What the task requires:
Swap "even-odd" for "nonzero" throughout the records below, and write them out again with nothing else changed.

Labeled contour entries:
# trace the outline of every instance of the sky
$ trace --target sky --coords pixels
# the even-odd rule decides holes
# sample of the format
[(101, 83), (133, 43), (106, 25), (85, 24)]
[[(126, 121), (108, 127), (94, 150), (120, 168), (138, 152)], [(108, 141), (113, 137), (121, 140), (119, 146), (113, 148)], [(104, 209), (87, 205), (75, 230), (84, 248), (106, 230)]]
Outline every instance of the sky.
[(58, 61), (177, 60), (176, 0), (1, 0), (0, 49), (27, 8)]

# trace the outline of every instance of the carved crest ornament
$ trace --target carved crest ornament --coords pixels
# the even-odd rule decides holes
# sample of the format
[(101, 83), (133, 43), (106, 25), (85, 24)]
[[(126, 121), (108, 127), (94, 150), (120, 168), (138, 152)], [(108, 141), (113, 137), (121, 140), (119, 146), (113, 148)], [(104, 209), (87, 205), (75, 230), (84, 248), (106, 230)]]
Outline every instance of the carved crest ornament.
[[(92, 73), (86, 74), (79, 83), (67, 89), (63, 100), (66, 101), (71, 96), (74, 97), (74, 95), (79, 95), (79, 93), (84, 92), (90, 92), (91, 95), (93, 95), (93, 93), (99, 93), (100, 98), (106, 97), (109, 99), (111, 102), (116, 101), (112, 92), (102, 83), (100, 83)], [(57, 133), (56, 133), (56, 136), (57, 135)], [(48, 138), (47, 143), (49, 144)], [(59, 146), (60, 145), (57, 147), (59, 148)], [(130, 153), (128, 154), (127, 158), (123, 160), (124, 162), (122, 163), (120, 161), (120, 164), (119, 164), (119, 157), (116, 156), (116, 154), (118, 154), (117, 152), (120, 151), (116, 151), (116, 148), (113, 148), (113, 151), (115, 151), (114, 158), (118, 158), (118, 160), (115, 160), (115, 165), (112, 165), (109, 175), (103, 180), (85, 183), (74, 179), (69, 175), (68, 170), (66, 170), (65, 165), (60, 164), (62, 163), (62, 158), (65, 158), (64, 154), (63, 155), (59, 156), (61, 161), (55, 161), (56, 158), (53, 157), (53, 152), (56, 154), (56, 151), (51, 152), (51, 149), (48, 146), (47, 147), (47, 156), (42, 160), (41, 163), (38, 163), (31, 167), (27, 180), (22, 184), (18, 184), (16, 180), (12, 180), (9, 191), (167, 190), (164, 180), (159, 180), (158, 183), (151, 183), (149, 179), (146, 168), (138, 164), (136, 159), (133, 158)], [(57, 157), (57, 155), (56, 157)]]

Answer below:
# trace the outline of every instance of the sky
$ trace --target sky --coords pixels
# the nonzero rule decides holes
# sample of the format
[(101, 83), (133, 43), (106, 25), (85, 24)]
[[(126, 121), (108, 127), (94, 150), (120, 168), (138, 152)], [(108, 141), (113, 137), (121, 140), (119, 146), (113, 148)], [(104, 209), (87, 205), (75, 230), (84, 248), (106, 230)]]
Outline every instance of the sky.
[(58, 61), (177, 60), (176, 0), (1, 0), (0, 49), (27, 8)]

# trace the outline of every instance of the carved crest ornament
$ trace --target carved crest ornament --coords pixels
# the nonzero rule decides holes
# sample of the format
[(101, 83), (133, 43), (106, 25), (85, 24)]
[[(126, 121), (108, 127), (94, 150), (120, 168), (138, 152)], [(108, 141), (113, 137), (121, 140), (119, 146), (113, 148)], [(104, 209), (87, 205), (75, 230), (84, 248), (106, 230)]]
Outline every instance of the carved crest ornament.
[[(92, 73), (86, 74), (79, 83), (67, 89), (63, 100), (66, 101), (71, 96), (74, 97), (74, 95), (79, 95), (79, 93), (84, 92), (90, 92), (91, 95), (93, 95), (93, 93), (99, 93), (100, 98), (106, 97), (109, 99), (111, 102), (116, 101), (112, 92), (102, 83), (100, 83)], [(57, 133), (56, 133), (56, 136), (57, 135)], [(48, 138), (47, 143), (49, 144)], [(59, 146), (60, 145), (57, 147), (59, 148)], [(130, 153), (128, 154), (127, 158), (123, 160), (124, 162), (122, 163), (120, 161), (120, 164), (119, 164), (119, 157), (116, 156), (116, 154), (118, 154), (117, 152), (120, 151), (116, 151), (116, 148), (113, 148), (113, 151), (115, 151), (114, 158), (118, 158), (118, 160), (115, 160), (115, 165), (112, 165), (109, 175), (103, 180), (85, 183), (74, 179), (69, 175), (68, 170), (66, 170), (65, 165), (60, 164), (62, 163), (62, 158), (65, 158), (64, 154), (63, 155), (59, 156), (61, 161), (55, 161), (56, 158), (53, 157), (53, 152), (56, 154), (56, 151), (51, 152), (51, 149), (48, 146), (47, 147), (47, 156), (42, 160), (41, 163), (38, 163), (31, 167), (27, 180), (22, 184), (18, 184), (16, 180), (12, 180), (9, 191), (167, 190), (164, 180), (159, 180), (158, 183), (151, 183), (149, 179), (146, 168), (138, 164), (136, 159), (133, 158)], [(57, 157), (57, 155), (56, 157)]]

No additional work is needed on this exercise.